> _SOAL LATIHAN_
1. Jawab pertanyaan berikut berdasarkan teks tentang hari tasyriq.
(a) Tanggal berapa saja yang disebut sebagai hari-hari tasyriq?
(b) Dalam hal apa para ulama berselisih tentang hadits ini?
(c) Penjelasan yang diringkas itu diambil dari kitab apa, dan di bagian mana?
2. Lanjutkan teks tentang hari tasyriq mulai setelah kalimat terakhirnya.

> _KUTIPAN SUMBER_
□ □ □ □

Hadits:
كُلُّ أَيَّامِ التَّشْرِيقِ ذَبْحٌ
Di setiap hari tasyriq boleh menyembelih
Hadits ini adalah dalil bolehnya menyembelih kurban pada hari-hari tasyriq (11, 12, 13 Dzulhijjah). Namun hadits ini diperselisihkan oleh para ulama derajatnya. Berikut ini kami ringkaskan penjelasan Syaikh Muhammad Nashiruddin Al Albanirahimahullah dalam Silsilah Al Ahadits Ash Shahihah (5/617-622) agar kita bisa memahami perselisihan yang ada dan apa kesimpulan derajat hadits ini.

□ □ □ □

> _BAHAN YANG DISEDIAKAN_
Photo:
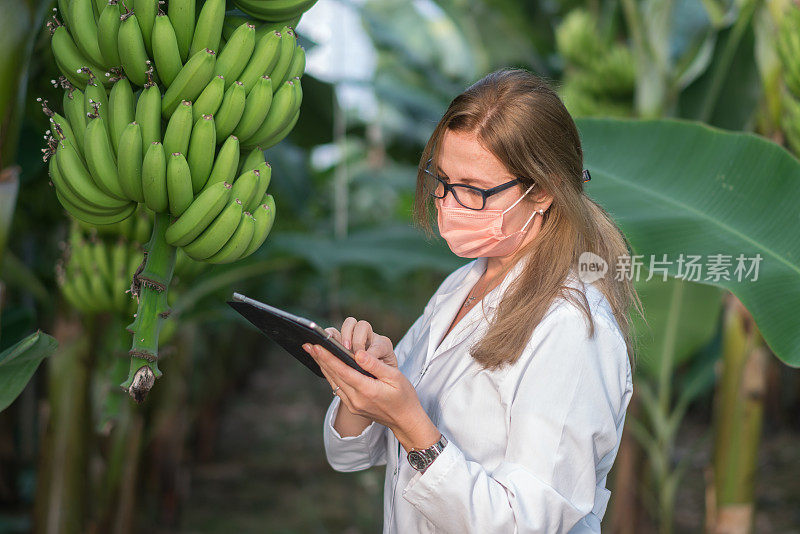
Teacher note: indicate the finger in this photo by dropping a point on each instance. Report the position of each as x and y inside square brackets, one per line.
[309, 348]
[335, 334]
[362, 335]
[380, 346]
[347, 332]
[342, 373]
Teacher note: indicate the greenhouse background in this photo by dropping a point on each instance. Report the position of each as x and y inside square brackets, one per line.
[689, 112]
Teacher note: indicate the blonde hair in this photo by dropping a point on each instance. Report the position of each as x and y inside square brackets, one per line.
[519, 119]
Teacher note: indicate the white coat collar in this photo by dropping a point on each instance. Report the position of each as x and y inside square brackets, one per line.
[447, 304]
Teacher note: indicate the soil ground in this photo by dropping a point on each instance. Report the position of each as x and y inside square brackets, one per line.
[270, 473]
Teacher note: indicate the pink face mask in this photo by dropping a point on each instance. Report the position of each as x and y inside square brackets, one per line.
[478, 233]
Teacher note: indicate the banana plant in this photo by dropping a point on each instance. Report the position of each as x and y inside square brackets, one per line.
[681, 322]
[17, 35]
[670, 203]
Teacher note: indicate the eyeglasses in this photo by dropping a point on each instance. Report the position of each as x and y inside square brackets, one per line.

□ □ □ □

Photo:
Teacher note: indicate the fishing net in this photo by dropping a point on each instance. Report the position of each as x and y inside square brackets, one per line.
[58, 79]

□ □ □ □

> _JAWABAN LATIHAN_
1.
(a) Tanggal 11, 12, dan 13 Dzulhijjah.
(b) Mereka berselisih tentang derajat hadits ini.
(c) Dari kitab Silsilah Al Ahadits Ash Shahihah, jilid 5 halaman 617–622.

2.
Jalan-jalan hadits

Dikeluarkan dari beberapa jalan, dari 3 sahabat Nabi:
1. Dari Jubair bin Muth’im radhiallahu’anhu
Riwayat dari Jubair bin Muth’im radhiallahu’anhu memiliki 4 jalan:
Pertama, dikeluarkan imam Ahmad dalam Musnad-nya (4/82), Al Baihaqi (9/295),
حَدَّثَنَا أَبُو الْمُغِيرَةِ ، قَالَ : حَدَّثَنَا سَعِيدُ بْنُ عَبْدِ الْعَزِيزِ ، قَالَ : حَدَّثَنِي سُلَيْمَانُ بْنُ مُوسَى ، عَنْ جُبَيْرِ بْنِ مُطْعِمٍ ، عَنِ النَّبِيِّ صَلَّى اللَّهُ عَلَيْهِ وَسَلَّمَ قَالَ : ” كُلُّ عَرَفَاتٍ مَوْقِفٌ ، وَارْفَعُوا عَنْ بَطْنِ عُرَنَةَ ، وَكُلُّ مُزْدَلِفَةَ مَوْقِفٌ ، وَارْفَعُوا عَنْ مُحَسِّرٍ ، وَكُلُّ فِجَاجِ مِنًى مَنْحَرٌ ، وَكُلُّ أَيَّامِ التَّشْرِيقِ ذَبْحٌ “
“Abul Mughirah menuturkan kepadaku, Sa’id bin Abdil Aziz menuturkan kepadaku, Sulaiman bin Musa menuturkan kepadaku, dari Jubair bin Muth’im dari Rasulullah Shallallahu’alaihi Wasallam, beliau bersabda: ‘setiap tanah Arafah adalah tempat wukuf dan jangan berwukuf di Bathnu Uranah. Setiap tanah Muzdalifah adalah tempat wukuf dan jangan berwukuf di Muhassir. Setiap tanah di Mina adalah tempat menyembelih dan setiap hari tasyriq adalah boleh menyembelih‘”.
Imam Ahmad juga meriwayatkan dari Abul Yaman dari Sa’id bin Abdil Aziz dengan jalan yang sama.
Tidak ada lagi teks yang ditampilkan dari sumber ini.